▶ _PREZENTOWANY FRAGMENT_:
————
Pół roku temu, komentując premierą Apple, pisałem, że dawno nie widziałem tyle emejzingu. Nieźle się wtedy wynudziłem, ale też ubawiłem, bo korporacja z Cupertino jak zwykle zrobiła z tego widowisko na miarę otwarcia Igrzysk Olimpijskich. Liczba ochów i achów przypadająca na minutową wypowiedź aż porażała. Bawili się tak przez dwie godziny. A dzisiaj? A dzisiaj poświęcili produktom trzydzieści minut i zachowywali się, jak gdyby sala była opłacona do konkretnej godziny.
To była dziwna premiera. Niespodzianek właściwie brak, wszystkie ważniejsze informacje wypłynęły wcześniej. Można napisać, że zorganizowano spotkanie, by powiedzieć "tak, te pogłoski są prawdziwe". Jednocześnie potrzebny był 30-minutowy wywód na temat poczynań Apple, ich korporacyjnego zaplecza, potęgi i działań firmy na wielu polach. Raz, by się tym pochwalić, dwa, by pokazać, jak silne i dobre jest Apple, a trzy - to był wypełniacz. Bez tego impreza trwałaby naprawdę krótko i po dwóch kwadransach ludzie pytaliby, czy to na pewno wydarzenie, o którym rozprawiał technologiczny świat przez ostatni tydzień. A może i miesiąc...
Top menedżerowie Apple szybko zmieniali tematy, nie poświęcali zbyt wiele uwagi konkretnym produktom, a co najważniejsze, nie rozpływali się nad nimi. Jasne, przekonywali, że są najlepsze, że dokonał się postęp, że to i owo poprawiono czy dodano, ale co chwila nie padało zapewnienie, że to cud. Nawet Jonathan Ive i jego hipnotyzujący głos nie byli eksploatowani przy każdym kolejnym filmiku wprowadzającym. Tim Cook nie przekonywał, że coś jest amazing. Przynajmniej nie tak, jak można było się spodziewać.
————
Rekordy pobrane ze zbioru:
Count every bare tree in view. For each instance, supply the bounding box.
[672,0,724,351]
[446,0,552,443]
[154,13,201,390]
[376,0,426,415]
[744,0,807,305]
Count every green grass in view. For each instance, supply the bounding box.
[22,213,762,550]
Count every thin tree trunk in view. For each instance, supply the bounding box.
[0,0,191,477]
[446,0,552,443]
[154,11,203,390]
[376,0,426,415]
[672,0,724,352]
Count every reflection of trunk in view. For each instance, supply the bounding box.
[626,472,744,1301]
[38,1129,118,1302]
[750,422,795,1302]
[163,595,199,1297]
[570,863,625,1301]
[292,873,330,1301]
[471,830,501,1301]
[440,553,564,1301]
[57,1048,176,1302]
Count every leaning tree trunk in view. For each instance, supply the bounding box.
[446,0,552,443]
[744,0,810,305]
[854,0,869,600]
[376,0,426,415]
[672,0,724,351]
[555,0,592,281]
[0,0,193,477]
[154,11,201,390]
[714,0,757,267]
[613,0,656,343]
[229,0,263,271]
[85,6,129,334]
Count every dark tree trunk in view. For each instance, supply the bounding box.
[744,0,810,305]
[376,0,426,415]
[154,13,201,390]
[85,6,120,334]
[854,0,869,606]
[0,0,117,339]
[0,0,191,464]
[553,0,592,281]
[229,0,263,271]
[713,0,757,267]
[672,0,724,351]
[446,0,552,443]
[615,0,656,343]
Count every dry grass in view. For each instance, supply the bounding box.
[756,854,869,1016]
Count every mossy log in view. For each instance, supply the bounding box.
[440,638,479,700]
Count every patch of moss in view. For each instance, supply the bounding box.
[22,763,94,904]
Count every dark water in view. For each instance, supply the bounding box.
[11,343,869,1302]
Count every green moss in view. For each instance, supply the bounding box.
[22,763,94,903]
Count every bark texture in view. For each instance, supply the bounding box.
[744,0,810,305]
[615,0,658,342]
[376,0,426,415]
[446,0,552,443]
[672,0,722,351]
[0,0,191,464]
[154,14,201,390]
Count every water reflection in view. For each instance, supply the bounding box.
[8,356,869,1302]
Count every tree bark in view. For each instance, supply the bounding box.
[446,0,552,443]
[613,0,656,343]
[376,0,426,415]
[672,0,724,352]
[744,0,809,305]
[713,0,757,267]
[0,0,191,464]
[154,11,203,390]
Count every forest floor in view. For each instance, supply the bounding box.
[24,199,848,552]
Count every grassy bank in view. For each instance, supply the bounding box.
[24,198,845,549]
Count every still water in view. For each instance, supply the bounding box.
————
▶ _TREŚĆ ZADANIA_:
Odpowiedz krótko na podstawie fragmentu o premierze Apple:
(a) Jak długo trwała zabawa podczas premiery sprzed pół roku?
(b) Z jakich trzech powodów, według autora, potrzebny był 30-minutowy wywód o poczynaniach Apple?
(c) Czyjego hipnotyzującego głosu nie eksploatowano przy każdym kolejnym filmiku wprowadzającym?

▶ _PEŁNA ODPOWIEDŹ_:
(a) Dwie godziny.
(b) Żeby się pochwalić, żeby pokazać, jak silne i dobre jest Apple, a także jako wypełniacz.
(c) Jonathana Ive'a.